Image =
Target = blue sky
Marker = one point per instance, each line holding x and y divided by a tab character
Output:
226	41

* * *

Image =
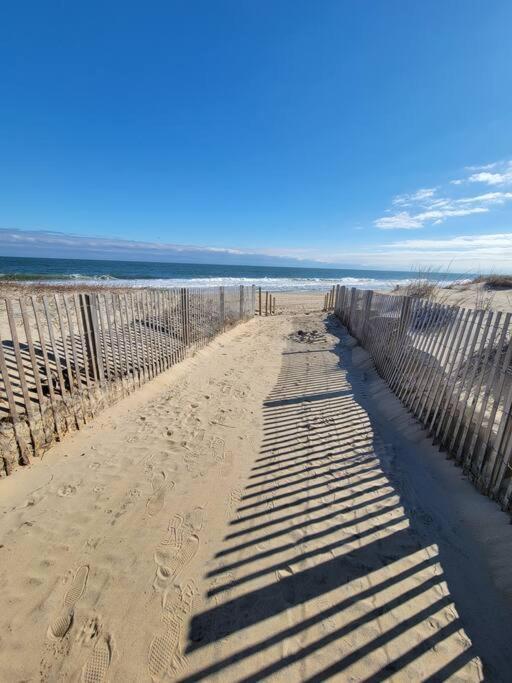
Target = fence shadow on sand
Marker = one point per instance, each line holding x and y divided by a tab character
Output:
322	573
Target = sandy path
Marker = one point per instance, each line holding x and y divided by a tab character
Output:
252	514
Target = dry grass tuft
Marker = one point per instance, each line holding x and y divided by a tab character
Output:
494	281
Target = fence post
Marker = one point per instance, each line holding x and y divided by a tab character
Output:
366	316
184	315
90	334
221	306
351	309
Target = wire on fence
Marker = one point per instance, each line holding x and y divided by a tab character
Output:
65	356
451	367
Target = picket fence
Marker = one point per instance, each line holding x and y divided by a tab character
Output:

==

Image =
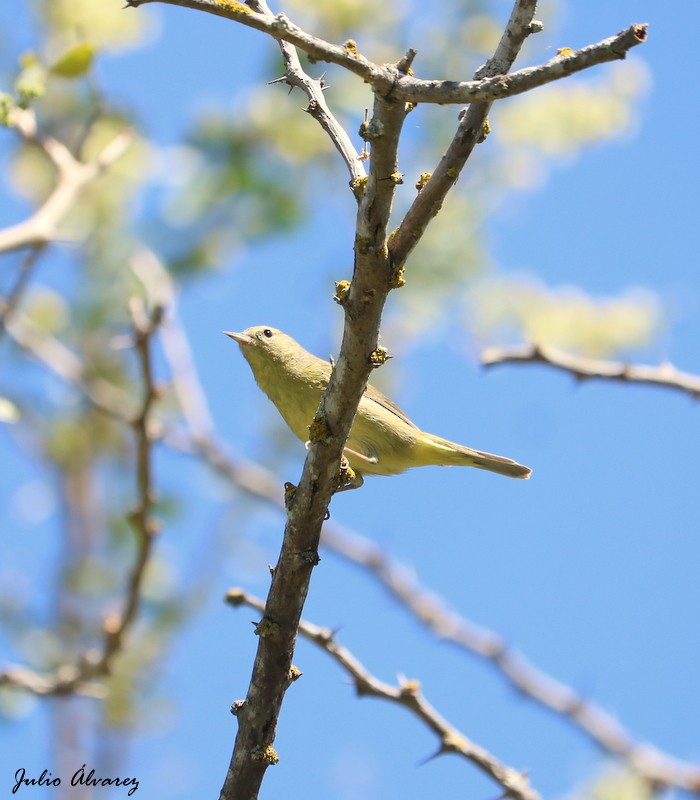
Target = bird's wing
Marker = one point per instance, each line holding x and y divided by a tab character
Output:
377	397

• **WHAT IS ASKED**:
Can you pull out every line of the material above that contains the string "Target"? Only matches with the same case count.

• **SOLUTION FOR THIS TASK**:
Target = blue sky
Target = fence shadow on sand
Target = sandy path
Target = dry grass tuft
Target = fence post
Target = wire on fence
Target = picket fence
Target = bird's wing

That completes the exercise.